■ SUPPLIED INFORMATION
--

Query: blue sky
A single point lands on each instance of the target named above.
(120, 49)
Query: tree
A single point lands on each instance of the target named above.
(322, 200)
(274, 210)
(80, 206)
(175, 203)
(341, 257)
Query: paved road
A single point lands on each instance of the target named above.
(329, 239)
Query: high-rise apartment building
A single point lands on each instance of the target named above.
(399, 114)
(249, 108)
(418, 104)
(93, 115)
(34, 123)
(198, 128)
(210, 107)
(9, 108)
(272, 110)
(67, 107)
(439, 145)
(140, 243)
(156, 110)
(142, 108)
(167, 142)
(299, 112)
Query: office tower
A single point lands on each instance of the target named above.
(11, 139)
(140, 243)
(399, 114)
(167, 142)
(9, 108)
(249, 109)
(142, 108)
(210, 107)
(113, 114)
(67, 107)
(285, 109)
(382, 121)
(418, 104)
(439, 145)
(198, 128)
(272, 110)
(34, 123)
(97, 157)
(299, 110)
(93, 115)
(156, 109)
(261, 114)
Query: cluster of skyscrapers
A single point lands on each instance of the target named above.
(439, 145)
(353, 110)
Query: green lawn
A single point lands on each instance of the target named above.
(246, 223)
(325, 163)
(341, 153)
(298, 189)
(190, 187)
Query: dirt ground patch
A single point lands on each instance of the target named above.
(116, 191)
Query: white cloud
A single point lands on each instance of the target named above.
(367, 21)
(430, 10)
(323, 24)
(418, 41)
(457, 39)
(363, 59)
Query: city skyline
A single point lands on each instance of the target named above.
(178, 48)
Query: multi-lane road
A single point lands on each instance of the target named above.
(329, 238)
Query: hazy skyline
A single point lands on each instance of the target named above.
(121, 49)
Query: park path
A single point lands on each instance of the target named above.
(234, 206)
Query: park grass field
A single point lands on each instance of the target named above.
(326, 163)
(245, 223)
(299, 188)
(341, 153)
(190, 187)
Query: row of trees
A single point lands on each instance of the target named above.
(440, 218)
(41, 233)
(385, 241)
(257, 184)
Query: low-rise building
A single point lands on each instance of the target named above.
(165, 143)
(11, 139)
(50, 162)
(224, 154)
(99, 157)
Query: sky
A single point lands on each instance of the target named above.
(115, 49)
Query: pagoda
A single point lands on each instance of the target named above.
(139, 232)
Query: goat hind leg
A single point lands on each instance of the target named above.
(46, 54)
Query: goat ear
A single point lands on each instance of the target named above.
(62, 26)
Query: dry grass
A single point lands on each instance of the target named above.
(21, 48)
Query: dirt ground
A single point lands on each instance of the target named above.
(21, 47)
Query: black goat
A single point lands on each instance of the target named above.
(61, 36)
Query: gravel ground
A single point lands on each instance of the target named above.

--

■ WRITTEN REQUEST
Please render every line of the listing above as a numbered list and drop any blank lines.

■ FINAL RESULT
1. Query: blue sky
2. A single point lands on each instance of the target named above.
3. (120, 49)
4. Query: tree
5. A single point lands on each instance of the target named above.
6. (322, 200)
7. (274, 210)
8. (80, 206)
9. (175, 203)
10. (341, 257)
11. Query: paved road
12. A single point lands on each instance of the target named above.
13. (329, 239)
14. Query: high-rise apartment building
15. A single point lands on each instance of the target named above.
16. (399, 114)
17. (249, 108)
18. (418, 104)
19. (93, 115)
20. (34, 123)
21. (198, 128)
22. (210, 107)
23. (9, 108)
24. (272, 110)
25. (67, 107)
26. (439, 145)
27. (140, 243)
28. (156, 110)
29. (142, 108)
30. (167, 142)
31. (299, 112)
32. Query: office tower
33. A single point lands on each instance of the target named above.
34. (11, 139)
35. (140, 243)
36. (399, 114)
37. (167, 142)
38. (9, 108)
39. (249, 109)
40. (142, 108)
41. (210, 107)
42. (113, 114)
43. (67, 107)
44. (285, 109)
45. (382, 121)
46. (418, 104)
47. (439, 145)
48. (198, 128)
49. (272, 110)
50. (34, 123)
51. (97, 157)
52. (299, 110)
53. (93, 115)
54. (156, 109)
55. (261, 114)
56. Query: cluster of skyscrapers
57. A single point lands on each instance of the target named above.
58. (439, 145)
59. (353, 110)
60. Query: green lawn
61. A single point lands on each instance of the target named above.
62. (246, 223)
63. (325, 163)
64. (341, 153)
65. (298, 189)
66. (190, 187)
67. Query: dirt ground patch
68. A single point lands on each instance of the target named above.
69. (116, 191)
70. Query: white cloud
71. A single point lands on each instance of the target named above.
72. (367, 21)
73. (430, 10)
74. (323, 24)
75. (418, 41)
76. (457, 39)
77. (363, 59)
78. Query: city skyline
79. A single point lands on each instance of the target named above.
80. (178, 48)
81. Query: multi-lane road
82. A single point lands on each instance of the target named above.
83. (329, 238)
84. Query: hazy skyline
85. A single point lands on each instance of the target named above.
86. (121, 49)
87. Query: park path
88. A single point lands on each instance of the target named above.
89. (234, 206)
90. Query: park grass field
91. A single point lands on each instance of the target named above.
92. (326, 163)
93. (245, 223)
94. (299, 188)
95. (341, 153)
96. (190, 187)
97. Query: row of trees
98. A single point lands on each instance of the target named above.
99. (440, 218)
100. (41, 233)
101. (385, 241)
102. (257, 184)
103. Query: low-rise building
104. A single point lands on each instance of the target named above.
105. (165, 143)
106. (11, 139)
107. (50, 162)
108. (224, 154)
109. (99, 157)
110. Query: sky
111. A single point lands on each instance of the target named above.
112. (115, 49)
113. Query: pagoda
114. A single point lands on each instance of the target named above.
115. (139, 232)
116. Query: goat hind leg
117. A single point lands on each instance of the target named above.
118. (46, 54)
119. Query: goat ear
120. A single point lands on each instance of the target named above.
121. (62, 26)
122. Query: dry grass
123. A single point lands on each instance of the target named above.
124. (21, 48)
125. Query: dirt ground
126. A single point lands on each instance of the target named above.
127. (21, 47)
128. Query: black goat
129. A single point lands on each instance of the target named above.
130. (61, 36)
131. Query: gravel ground
132. A single point lands on each instance of the target named above.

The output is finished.